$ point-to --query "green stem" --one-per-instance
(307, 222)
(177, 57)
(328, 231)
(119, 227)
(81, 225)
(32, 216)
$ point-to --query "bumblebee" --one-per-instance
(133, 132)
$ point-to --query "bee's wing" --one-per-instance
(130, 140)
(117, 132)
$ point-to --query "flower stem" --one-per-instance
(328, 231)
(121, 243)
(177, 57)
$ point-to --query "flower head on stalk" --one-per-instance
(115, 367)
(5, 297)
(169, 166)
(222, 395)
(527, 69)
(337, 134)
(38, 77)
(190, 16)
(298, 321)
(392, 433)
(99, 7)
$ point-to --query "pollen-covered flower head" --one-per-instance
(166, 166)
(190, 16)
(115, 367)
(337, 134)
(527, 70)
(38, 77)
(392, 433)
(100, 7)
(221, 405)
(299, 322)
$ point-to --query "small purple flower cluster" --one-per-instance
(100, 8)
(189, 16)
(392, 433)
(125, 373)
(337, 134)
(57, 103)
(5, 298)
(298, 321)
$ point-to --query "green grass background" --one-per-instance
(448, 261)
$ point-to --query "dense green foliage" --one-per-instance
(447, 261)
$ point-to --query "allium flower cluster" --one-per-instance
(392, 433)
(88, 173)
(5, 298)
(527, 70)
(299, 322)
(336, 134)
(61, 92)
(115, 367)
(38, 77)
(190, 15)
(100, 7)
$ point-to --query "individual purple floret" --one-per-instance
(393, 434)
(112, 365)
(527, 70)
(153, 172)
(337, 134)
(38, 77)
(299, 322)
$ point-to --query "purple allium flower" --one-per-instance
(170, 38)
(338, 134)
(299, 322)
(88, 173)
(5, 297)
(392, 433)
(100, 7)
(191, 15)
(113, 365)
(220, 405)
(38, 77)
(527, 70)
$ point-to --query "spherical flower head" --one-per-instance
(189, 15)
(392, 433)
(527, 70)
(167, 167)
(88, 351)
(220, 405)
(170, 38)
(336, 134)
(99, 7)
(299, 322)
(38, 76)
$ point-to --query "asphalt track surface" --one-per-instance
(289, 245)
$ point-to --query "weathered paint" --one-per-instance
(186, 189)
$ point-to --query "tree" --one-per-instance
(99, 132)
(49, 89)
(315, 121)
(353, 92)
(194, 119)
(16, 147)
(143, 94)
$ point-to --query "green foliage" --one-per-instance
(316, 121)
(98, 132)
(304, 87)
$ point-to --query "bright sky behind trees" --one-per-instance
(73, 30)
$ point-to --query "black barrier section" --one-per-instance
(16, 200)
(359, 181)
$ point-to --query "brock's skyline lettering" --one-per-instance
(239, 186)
◇ ◇ ◇ ◇
__TO DO__
Output the lines above verbatim and in full.

__WORKED SOLUTION__
$ point-to --query "green stem" --one-per-instance
(307, 222)
(177, 57)
(328, 231)
(119, 227)
(81, 225)
(32, 216)
$ point-to --query "bumblebee" --one-per-instance
(133, 132)
$ point-to --query "bee's wing" --one-per-instance
(130, 140)
(117, 132)
$ point-to --query "flower stem" --one-per-instance
(328, 231)
(121, 243)
(177, 57)
$ point-to --query "flower head on stalk" --one-per-instance
(115, 367)
(5, 297)
(169, 166)
(222, 395)
(527, 69)
(337, 134)
(38, 77)
(190, 16)
(298, 321)
(392, 433)
(99, 7)
$ point-to --query "pollen-covered flower head" --one-per-instance
(166, 166)
(190, 16)
(115, 367)
(337, 134)
(527, 70)
(38, 77)
(392, 433)
(100, 7)
(221, 405)
(299, 322)
$ point-to --query "small purple flower cluster" --one-per-instance
(100, 8)
(189, 16)
(392, 433)
(125, 373)
(337, 134)
(57, 103)
(5, 298)
(298, 321)
$ point-to --query "green grass background" --one-per-instance
(448, 261)
$ point-to --query "dense green foliage" --one-per-instance
(447, 261)
$ point-to --query "allium flower cluster" --one-per-instance
(392, 433)
(88, 173)
(5, 298)
(527, 70)
(299, 322)
(336, 134)
(61, 92)
(115, 367)
(38, 77)
(190, 15)
(100, 7)
$ point-to --query "individual purple floret" --one-per-instance
(393, 434)
(112, 365)
(527, 70)
(153, 172)
(337, 134)
(38, 77)
(299, 322)
$ point-to --query "purple allium flower" --one-per-instance
(170, 38)
(338, 134)
(299, 322)
(88, 173)
(5, 297)
(392, 433)
(100, 7)
(191, 15)
(113, 365)
(220, 405)
(38, 77)
(527, 70)
$ point-to --query "spherical flower head" --one-per-instance
(189, 15)
(392, 433)
(527, 70)
(167, 167)
(88, 351)
(220, 405)
(170, 38)
(336, 134)
(99, 7)
(299, 322)
(38, 76)
$ point-to --query "asphalt track surface" --one-per-instance
(289, 245)
$ point-to --query "weathered paint" --one-per-instance
(186, 189)
$ point-to --query "tree" --one-per-instance
(99, 132)
(49, 89)
(315, 121)
(353, 92)
(194, 119)
(16, 147)
(143, 94)
$ point-to --query "green foliage" --one-per-instance
(316, 121)
(98, 132)
(304, 87)
$ point-to --query "bright sky behind trees" --one-per-instance
(73, 30)
$ point-to --query "black barrier section" --one-per-instance
(16, 200)
(359, 181)
$ point-to --query "brock's skyline lettering" --one-per-instance
(239, 186)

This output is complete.